◆ **The request**
From the data below, rescale by a factor of 2.1 every coordinate in the answers, rounding each result to a whole number with halves rounded up, and rewrite only the lines from the line containing "Target = woman's knee" up to and including the line containing "x=153 y=149". Keep the requests in those lines unchanged.

-- begin Records --

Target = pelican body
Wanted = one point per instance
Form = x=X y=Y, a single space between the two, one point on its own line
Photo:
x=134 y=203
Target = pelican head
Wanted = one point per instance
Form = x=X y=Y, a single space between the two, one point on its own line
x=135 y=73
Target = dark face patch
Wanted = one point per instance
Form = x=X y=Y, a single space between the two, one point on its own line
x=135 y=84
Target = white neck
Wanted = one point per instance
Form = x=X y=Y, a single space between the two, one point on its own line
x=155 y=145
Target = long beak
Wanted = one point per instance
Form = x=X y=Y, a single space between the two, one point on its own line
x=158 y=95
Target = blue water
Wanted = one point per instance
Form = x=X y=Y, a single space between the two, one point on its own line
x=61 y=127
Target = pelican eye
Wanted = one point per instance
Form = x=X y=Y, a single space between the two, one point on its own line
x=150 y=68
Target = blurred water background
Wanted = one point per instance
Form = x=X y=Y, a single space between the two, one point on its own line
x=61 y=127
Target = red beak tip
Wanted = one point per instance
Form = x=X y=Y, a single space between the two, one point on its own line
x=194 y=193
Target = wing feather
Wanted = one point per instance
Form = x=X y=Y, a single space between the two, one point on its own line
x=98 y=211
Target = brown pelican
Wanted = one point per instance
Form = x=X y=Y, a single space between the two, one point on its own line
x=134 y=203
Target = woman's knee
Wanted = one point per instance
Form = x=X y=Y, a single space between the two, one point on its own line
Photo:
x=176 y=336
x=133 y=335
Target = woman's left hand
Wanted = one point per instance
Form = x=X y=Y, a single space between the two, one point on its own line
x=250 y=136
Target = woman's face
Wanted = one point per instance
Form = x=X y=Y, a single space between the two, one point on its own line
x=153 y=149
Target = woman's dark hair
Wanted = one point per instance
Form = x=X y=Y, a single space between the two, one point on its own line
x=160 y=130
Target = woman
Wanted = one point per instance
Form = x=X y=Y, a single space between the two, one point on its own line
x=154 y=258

-- end Records --

◆ **Output for this task**
Target = woman's knee
Wanted = one point per instance
Form = x=X y=Y, a single space between the two, one point on its own line
Photo:
x=370 y=706
x=279 y=704
Target = woman's left hand
Wanted = one point per instance
Form = x=X y=Y, a single space between the two, one point on its own line
x=525 y=286
Target = woman's face
Wanted = one point per instance
Form = x=X y=Y, a single space between the two, one point on its own line
x=321 y=313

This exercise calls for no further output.